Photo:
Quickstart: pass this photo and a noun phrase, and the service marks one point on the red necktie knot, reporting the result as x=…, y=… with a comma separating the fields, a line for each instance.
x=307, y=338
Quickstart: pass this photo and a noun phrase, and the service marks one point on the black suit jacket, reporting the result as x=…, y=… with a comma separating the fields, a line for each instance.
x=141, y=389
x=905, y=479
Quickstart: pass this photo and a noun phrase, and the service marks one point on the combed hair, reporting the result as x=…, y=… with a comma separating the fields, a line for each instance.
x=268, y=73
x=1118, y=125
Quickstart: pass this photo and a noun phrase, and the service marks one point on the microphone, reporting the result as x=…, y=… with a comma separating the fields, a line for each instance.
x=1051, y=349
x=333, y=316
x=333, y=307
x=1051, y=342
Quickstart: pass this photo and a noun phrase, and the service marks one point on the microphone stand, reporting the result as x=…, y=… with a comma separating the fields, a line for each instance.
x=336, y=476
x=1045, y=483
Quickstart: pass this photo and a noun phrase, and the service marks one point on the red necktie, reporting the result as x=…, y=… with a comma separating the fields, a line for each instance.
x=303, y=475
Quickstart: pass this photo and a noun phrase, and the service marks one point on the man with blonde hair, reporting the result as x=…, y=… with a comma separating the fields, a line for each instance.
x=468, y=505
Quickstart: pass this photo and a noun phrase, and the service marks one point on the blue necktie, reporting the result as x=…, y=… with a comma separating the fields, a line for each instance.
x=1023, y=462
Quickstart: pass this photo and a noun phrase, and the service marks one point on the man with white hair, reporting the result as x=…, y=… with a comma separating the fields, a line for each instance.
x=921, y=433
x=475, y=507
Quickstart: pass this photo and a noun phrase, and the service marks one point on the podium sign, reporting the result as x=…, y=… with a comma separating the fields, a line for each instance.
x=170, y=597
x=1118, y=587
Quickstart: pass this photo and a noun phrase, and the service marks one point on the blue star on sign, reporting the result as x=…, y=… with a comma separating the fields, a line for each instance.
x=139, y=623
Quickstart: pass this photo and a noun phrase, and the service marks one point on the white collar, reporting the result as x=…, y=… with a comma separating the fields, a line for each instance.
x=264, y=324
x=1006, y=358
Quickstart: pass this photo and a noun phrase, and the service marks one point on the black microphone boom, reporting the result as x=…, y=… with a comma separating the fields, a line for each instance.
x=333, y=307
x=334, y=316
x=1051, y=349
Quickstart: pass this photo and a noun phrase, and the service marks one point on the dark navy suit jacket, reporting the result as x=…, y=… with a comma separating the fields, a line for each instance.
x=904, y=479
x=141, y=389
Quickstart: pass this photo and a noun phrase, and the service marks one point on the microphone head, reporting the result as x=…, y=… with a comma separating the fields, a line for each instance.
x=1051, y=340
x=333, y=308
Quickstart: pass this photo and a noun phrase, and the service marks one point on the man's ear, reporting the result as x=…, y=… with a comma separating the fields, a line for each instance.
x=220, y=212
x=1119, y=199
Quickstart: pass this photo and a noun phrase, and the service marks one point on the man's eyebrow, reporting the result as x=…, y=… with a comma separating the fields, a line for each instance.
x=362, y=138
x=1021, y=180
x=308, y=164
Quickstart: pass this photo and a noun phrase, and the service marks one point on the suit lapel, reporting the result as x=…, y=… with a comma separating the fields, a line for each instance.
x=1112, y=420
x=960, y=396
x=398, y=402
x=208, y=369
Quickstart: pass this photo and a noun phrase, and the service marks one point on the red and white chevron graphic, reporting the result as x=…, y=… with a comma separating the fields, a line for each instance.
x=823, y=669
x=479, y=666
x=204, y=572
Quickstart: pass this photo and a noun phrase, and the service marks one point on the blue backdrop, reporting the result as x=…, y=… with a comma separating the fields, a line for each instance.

***

*DEINE AUFGABE*
Zitiere bitte die gesamte Auflistung oben wortgetreu, Zeile für Zeile.

*ERGEBNIS FOLGT*
Photo:
Quickstart: pass this photo and a noun phrase, and the service marks one point on the red necktie knot, reporting the result as x=…, y=… with a comma separating the fields, a line for each instance.
x=307, y=338
Quickstart: pass this photo and a noun phrase, and the service marks one point on the black suit jacket, reporting the result as x=…, y=… with a comma separating the fields, a line for each instance.
x=141, y=389
x=905, y=479
Quickstart: pass this photo and a noun phrase, and the service marks one point on the combed hair, reporting the result as x=…, y=… with a comma separating the fields, a line for each instance.
x=268, y=73
x=1118, y=125
Quickstart: pass this photo and a noun phrase, and the service marks one point on the microphone, reporting the result as x=…, y=… with a comma separating the fields, a line for each instance.
x=1051, y=349
x=333, y=316
x=333, y=307
x=1051, y=342
Quickstart: pass this photo and a noun phrase, and the service marks one point on the microphone stand, reporting the result as x=…, y=… with a comma separating the fields, a line for each instance.
x=336, y=476
x=1045, y=483
Quickstart: pass this photo and a noun phrase, and the service marks one point on the red necktie, reporting the result as x=…, y=… with a comma separating the fields, a line for each instance.
x=303, y=475
Quickstart: pass this photo and a noun phrase, and the service marks one point on the man with blonde hair, reporting the result as x=…, y=… with a comma separating the fields, a line for each instance.
x=468, y=505
Quickstart: pass this photo and a noun phrase, and the service marks one point on the blue necktie, reporting the result as x=…, y=… with a comma separating the fields, a line for each instance.
x=1023, y=462
Quickstart: pass this photo and a noun phrase, and the service marks one point on the man with white hair, reporting the result as x=…, y=… with a comma separating the fields, a line for each instance.
x=921, y=433
x=475, y=507
Quickstart: pass this photo and a noun phrase, and the service marks one point on the podium sign, reporting the result as x=…, y=… with a comma separating the fields, a line for each instance.
x=170, y=597
x=1118, y=587
Quickstart: pass this photo and a noun phrase, and the service marks one point on the blue star on sign, reporting the result as x=…, y=… with a comma separating the fields, a line for each instance.
x=139, y=623
Quickstart: pass this photo and a noun phrase, and the service marks one point on the white collar, reporting the result as x=…, y=… with a comma separating the fields, a line for each instance.
x=264, y=324
x=1006, y=358
Quickstart: pass this photo and a noun phrase, and the service marks one point on the black microphone boom, reporting the result as x=…, y=… with a comma separating the fields, a line for each instance.
x=333, y=307
x=334, y=316
x=1051, y=349
Quickstart: pass this photo and a noun phrase, and the service marks one point on the dark navy suit jacket, reporting the result as x=…, y=… with a comma separating the fields, a line for each instance.
x=904, y=479
x=141, y=389
Quickstart: pass this photo and a noun phrase, and the service marks one point on the microphone head, reporting the result as x=…, y=… with a comma separating the fields, a line for each instance.
x=1051, y=340
x=333, y=308
Quickstart: pass this photo and a noun phrase, and the service marks one point on the man's ear, reporting the result as x=…, y=… with a comma separating the fields, a line for each instance.
x=220, y=212
x=1119, y=199
Quickstart: pass this photo and a noun phrase, and the service marks one point on the man's eyebrow, reporting the result as x=…, y=… with a comma separating the fields, a line for each instance.
x=362, y=138
x=1021, y=180
x=308, y=164
Quickstart: pass this photo and a noun phrase, and the service marks one point on the suit lapel, reporting the result as x=…, y=… with a comma separating the fields, a line for each instance.
x=1112, y=420
x=960, y=396
x=398, y=402
x=208, y=369
Quickstart: pass this photo and a noun phrase, and the service marks one point on the red and white chevron graphic, reporting the result as x=…, y=… with a comma separating the fields, a line for each instance.
x=823, y=669
x=479, y=666
x=204, y=572
Quickstart: pass this photo and a noun phrase, and the service marks one point on the blue backdrop, reporting the result as x=…, y=… with a comma separating the fields, a line for each instance.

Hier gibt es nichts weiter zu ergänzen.